Only the lines from the one containing "like [224, 211]." through the end of the material are to be echoed, each exactly as it appears.

· · · · · · ·

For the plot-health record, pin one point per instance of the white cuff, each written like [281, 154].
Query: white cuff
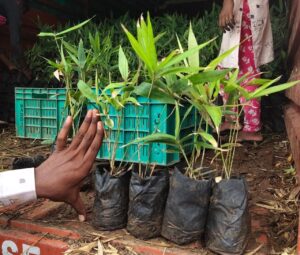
[17, 186]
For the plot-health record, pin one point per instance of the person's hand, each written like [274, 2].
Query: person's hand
[226, 18]
[59, 178]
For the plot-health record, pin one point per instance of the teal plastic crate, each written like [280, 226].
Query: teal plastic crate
[39, 112]
[139, 121]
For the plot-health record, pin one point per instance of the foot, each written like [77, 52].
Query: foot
[250, 136]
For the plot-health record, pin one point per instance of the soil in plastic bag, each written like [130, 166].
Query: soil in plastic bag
[147, 201]
[186, 209]
[111, 201]
[228, 224]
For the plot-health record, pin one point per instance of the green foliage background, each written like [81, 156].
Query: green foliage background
[111, 36]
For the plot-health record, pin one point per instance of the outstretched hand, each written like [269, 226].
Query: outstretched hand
[59, 178]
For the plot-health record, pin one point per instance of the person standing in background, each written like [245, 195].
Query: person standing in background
[246, 22]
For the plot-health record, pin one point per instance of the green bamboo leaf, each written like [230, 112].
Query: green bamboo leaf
[81, 55]
[73, 28]
[70, 48]
[123, 64]
[186, 114]
[208, 137]
[147, 90]
[46, 34]
[214, 63]
[182, 56]
[192, 43]
[109, 123]
[208, 76]
[180, 86]
[266, 85]
[138, 49]
[215, 113]
[156, 138]
[133, 100]
[87, 91]
[181, 50]
[166, 60]
[151, 42]
[178, 69]
[113, 86]
[177, 121]
[75, 60]
[273, 89]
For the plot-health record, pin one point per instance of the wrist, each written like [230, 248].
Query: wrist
[38, 183]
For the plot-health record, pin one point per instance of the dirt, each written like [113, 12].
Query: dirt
[267, 167]
[12, 147]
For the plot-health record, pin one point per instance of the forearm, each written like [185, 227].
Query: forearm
[17, 187]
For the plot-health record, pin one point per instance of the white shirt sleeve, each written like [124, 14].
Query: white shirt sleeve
[17, 186]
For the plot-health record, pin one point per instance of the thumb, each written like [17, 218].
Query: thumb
[78, 205]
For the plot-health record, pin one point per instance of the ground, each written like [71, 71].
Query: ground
[273, 191]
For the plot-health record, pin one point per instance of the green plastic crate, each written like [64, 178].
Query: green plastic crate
[139, 121]
[39, 112]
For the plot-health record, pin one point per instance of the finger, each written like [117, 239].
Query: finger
[82, 131]
[90, 134]
[78, 205]
[95, 146]
[62, 137]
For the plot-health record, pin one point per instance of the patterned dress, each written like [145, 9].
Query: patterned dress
[252, 108]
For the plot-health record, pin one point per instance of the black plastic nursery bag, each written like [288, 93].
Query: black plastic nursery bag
[228, 224]
[147, 200]
[186, 209]
[111, 201]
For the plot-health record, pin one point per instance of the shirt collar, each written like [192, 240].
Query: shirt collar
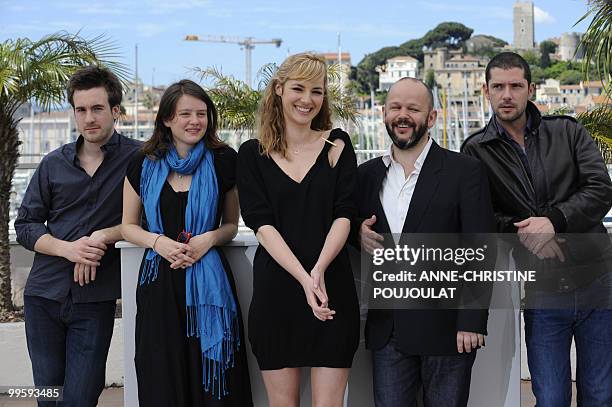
[388, 156]
[501, 130]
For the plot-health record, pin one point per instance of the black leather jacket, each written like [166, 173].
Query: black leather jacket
[570, 183]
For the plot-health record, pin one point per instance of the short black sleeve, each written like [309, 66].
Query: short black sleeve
[225, 167]
[345, 202]
[134, 170]
[254, 205]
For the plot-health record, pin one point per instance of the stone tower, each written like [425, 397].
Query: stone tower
[524, 28]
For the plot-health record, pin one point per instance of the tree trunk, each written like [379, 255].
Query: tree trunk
[9, 151]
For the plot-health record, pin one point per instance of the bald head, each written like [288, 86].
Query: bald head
[412, 85]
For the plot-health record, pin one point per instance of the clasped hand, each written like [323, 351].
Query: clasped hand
[316, 294]
[537, 234]
[183, 255]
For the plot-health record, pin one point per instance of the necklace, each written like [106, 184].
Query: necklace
[296, 149]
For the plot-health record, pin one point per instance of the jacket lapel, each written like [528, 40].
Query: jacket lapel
[379, 174]
[425, 188]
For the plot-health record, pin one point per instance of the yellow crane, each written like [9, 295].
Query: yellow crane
[247, 44]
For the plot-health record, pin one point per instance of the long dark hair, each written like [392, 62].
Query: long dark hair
[159, 143]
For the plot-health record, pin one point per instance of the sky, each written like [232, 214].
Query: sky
[158, 27]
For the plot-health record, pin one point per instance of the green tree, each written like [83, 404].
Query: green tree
[570, 77]
[556, 69]
[36, 71]
[546, 48]
[597, 44]
[447, 34]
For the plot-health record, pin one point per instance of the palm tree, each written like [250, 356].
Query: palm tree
[238, 102]
[36, 71]
[597, 45]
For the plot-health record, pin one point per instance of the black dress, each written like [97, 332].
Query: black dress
[168, 363]
[282, 328]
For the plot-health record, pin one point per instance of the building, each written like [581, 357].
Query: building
[461, 74]
[396, 68]
[524, 26]
[436, 59]
[573, 98]
[569, 47]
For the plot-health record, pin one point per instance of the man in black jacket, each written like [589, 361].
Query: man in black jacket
[419, 187]
[548, 177]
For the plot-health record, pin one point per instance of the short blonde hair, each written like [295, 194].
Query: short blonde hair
[271, 122]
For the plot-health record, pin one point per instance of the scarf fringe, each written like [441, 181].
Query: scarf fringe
[150, 269]
[217, 357]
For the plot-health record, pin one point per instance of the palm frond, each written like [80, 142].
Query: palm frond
[599, 123]
[40, 69]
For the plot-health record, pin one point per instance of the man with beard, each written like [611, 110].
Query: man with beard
[71, 217]
[419, 187]
[548, 177]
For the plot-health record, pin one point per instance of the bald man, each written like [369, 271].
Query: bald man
[419, 187]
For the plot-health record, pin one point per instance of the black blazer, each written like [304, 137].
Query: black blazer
[451, 196]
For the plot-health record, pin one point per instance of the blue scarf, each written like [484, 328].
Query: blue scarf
[211, 309]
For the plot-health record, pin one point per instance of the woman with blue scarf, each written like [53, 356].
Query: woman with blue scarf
[189, 345]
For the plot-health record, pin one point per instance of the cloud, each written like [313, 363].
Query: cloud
[542, 17]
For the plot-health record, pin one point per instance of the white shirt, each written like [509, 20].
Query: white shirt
[397, 190]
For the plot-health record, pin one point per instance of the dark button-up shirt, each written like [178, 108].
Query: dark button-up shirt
[64, 201]
[534, 169]
[520, 150]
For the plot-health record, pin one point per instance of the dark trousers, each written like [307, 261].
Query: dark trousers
[548, 334]
[549, 329]
[398, 378]
[68, 345]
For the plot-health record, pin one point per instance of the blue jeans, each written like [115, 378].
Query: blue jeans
[68, 344]
[398, 377]
[548, 336]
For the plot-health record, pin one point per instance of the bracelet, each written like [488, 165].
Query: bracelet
[155, 241]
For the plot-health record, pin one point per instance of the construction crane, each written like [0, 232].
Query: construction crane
[247, 44]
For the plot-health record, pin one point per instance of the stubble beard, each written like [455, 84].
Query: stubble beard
[418, 131]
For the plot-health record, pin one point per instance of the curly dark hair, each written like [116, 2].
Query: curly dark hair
[92, 77]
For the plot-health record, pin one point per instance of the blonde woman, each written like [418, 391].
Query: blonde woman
[296, 185]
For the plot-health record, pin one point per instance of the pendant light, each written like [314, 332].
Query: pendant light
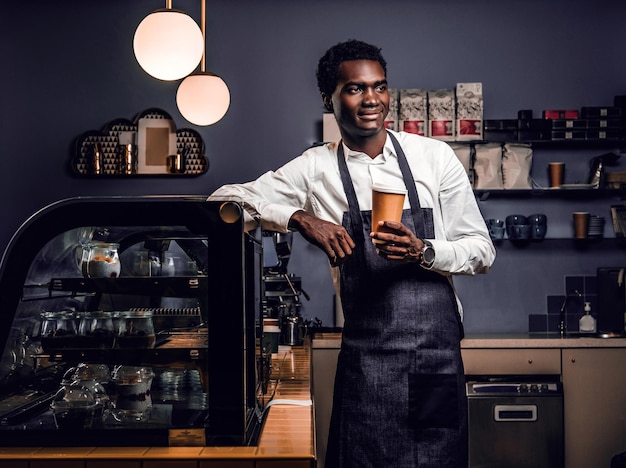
[168, 44]
[203, 98]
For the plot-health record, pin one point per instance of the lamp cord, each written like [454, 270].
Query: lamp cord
[203, 22]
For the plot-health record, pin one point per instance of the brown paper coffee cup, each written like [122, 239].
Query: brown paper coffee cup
[387, 204]
[557, 170]
[581, 224]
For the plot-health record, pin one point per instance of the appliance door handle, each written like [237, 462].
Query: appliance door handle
[514, 413]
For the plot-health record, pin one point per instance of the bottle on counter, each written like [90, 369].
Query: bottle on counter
[587, 323]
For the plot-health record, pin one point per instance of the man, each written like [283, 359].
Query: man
[399, 396]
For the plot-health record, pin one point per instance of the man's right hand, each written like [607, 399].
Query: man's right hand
[333, 239]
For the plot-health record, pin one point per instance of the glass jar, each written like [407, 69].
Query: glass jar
[136, 330]
[95, 330]
[58, 330]
[101, 260]
[133, 399]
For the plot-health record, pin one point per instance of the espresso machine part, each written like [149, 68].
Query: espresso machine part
[293, 330]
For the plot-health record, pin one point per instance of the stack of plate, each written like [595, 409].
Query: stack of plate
[596, 226]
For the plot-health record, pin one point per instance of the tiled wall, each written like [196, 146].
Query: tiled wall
[574, 285]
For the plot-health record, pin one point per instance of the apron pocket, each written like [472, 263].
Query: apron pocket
[433, 401]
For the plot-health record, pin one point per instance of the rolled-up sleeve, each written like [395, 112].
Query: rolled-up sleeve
[270, 200]
[464, 245]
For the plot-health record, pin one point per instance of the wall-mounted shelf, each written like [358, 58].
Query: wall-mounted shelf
[108, 140]
[551, 193]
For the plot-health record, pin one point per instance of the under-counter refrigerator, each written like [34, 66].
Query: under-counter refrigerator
[132, 321]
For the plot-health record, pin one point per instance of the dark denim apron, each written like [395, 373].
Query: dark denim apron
[399, 396]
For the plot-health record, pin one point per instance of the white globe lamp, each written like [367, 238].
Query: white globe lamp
[168, 44]
[203, 98]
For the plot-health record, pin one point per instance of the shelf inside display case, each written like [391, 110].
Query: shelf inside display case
[194, 372]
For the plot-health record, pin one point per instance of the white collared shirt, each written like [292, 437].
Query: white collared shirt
[311, 182]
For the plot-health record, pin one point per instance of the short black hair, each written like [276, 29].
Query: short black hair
[328, 67]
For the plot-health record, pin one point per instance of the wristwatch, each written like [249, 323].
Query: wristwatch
[427, 256]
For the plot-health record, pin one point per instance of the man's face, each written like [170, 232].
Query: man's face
[361, 100]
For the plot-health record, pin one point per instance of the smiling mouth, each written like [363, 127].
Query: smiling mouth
[370, 116]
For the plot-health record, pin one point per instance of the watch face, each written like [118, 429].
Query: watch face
[428, 255]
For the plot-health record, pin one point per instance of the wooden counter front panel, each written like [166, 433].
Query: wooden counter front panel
[511, 361]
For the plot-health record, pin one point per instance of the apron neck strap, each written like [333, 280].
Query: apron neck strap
[356, 221]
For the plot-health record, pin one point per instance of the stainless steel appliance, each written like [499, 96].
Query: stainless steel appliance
[515, 424]
[169, 313]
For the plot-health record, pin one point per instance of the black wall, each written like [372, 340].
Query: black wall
[68, 67]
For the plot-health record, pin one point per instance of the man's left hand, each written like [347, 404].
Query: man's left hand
[399, 243]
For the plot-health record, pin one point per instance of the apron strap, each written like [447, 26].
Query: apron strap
[356, 222]
[353, 205]
[409, 182]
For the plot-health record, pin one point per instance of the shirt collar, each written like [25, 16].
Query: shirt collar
[388, 152]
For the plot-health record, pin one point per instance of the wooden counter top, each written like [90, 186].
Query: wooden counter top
[522, 340]
[288, 432]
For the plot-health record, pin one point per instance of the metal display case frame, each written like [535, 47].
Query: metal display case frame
[229, 291]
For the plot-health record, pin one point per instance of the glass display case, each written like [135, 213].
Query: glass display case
[132, 322]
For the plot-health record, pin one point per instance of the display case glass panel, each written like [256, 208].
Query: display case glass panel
[132, 321]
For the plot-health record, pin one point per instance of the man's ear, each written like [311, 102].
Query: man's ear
[328, 102]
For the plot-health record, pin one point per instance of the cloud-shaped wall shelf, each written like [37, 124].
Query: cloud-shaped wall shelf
[152, 137]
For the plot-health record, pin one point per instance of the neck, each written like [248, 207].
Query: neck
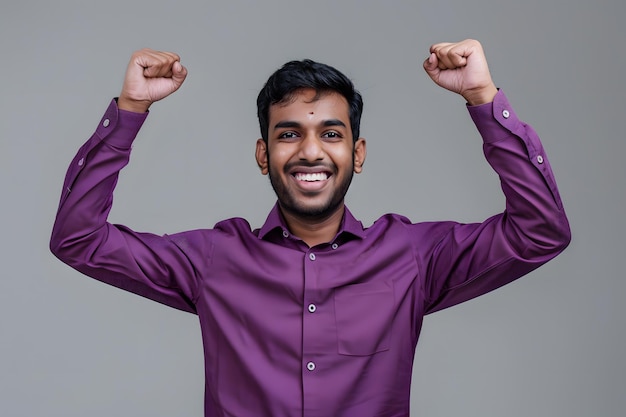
[314, 230]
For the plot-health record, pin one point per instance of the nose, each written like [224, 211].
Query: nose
[311, 148]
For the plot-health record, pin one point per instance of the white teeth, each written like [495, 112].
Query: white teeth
[318, 176]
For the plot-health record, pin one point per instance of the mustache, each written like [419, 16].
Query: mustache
[306, 164]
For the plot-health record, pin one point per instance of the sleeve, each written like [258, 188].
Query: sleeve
[149, 265]
[468, 260]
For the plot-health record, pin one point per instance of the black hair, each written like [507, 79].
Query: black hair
[295, 75]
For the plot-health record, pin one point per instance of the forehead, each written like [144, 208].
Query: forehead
[308, 104]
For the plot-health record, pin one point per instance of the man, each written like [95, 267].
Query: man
[313, 314]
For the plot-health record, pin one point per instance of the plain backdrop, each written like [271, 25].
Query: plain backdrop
[550, 344]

· · · · · · ·

= Written response =
For the plot-health record, pin one point per instance of the nose, each written like [224, 211].
Query: nose
[311, 148]
For the plot-health record, pin one point per instance of the white teeth, each written like [495, 112].
Query: white teeth
[318, 176]
For the plot-health record, pin one point per instance of the mustache, each written like [419, 16].
Query: mustache
[306, 164]
For the plot-health record, pin one point per instance of the sleeve, each written like [258, 188].
Query: sleeve
[149, 265]
[468, 260]
For the plot-health record, pin one point per instance of the black hair, each written like [507, 79].
Query: black hair
[295, 75]
For the plot-health record, pin one point per instance of the forehead, each written like [144, 208].
Query: forehead
[308, 104]
For the plot-health record, pin one point per instance of the man, each written like [95, 267].
Query: man
[313, 314]
For the plot-health record, pin one point per instance of the plain backdrop, each written like [271, 25].
Query: plain backdrop
[550, 344]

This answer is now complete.